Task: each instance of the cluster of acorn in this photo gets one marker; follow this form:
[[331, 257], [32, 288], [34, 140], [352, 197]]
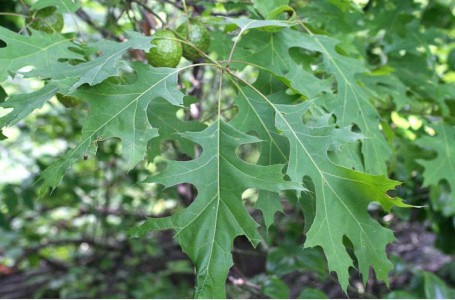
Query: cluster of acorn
[[191, 40]]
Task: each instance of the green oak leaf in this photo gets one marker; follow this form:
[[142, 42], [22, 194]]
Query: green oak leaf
[[63, 6], [39, 51], [118, 110], [443, 166], [350, 102], [107, 63], [207, 228], [162, 115], [258, 117], [342, 197], [65, 78], [24, 104]]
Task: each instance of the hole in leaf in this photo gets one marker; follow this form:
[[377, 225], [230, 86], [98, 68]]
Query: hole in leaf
[[248, 260]]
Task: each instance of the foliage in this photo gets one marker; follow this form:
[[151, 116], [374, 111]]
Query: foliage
[[320, 109]]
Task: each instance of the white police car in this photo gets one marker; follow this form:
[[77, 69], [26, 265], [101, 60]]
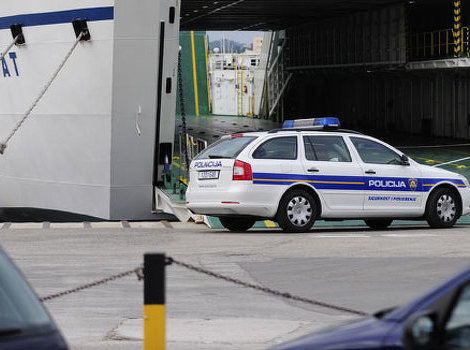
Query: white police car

> **Exercise directions**
Reproduce every one of the records above word for word, leaving out the pictures.

> **Exercise solution**
Task: each instance of the cluster of acorn in this photo gets one marker; follow this form:
[[331, 257], [32, 288], [34, 140], [352, 197]]
Query: cluster of acorn
[[191, 40]]
Task: each instance of the green oak leaf in this photo gets one marker; follow this form:
[[142, 42], [22, 194]]
Query: green oak leaf
[[63, 6], [39, 51], [118, 110], [443, 166], [350, 102], [107, 63], [207, 228], [162, 115], [258, 117], [342, 197], [65, 78], [24, 104]]
Task: each instance of the hole in leaf in this photo gets one marker; follow this form:
[[377, 225], [230, 86], [98, 68]]
Query: hole in leaf
[[248, 260]]
Task: each instance of the foliage in this photo gets one marker; follow this form:
[[151, 116], [374, 111]]
Query: foliage
[[320, 109]]
Task: each instance of the white police car in this photo gets one marker; follow this form:
[[77, 69], [26, 265], [101, 60]]
Query: white police car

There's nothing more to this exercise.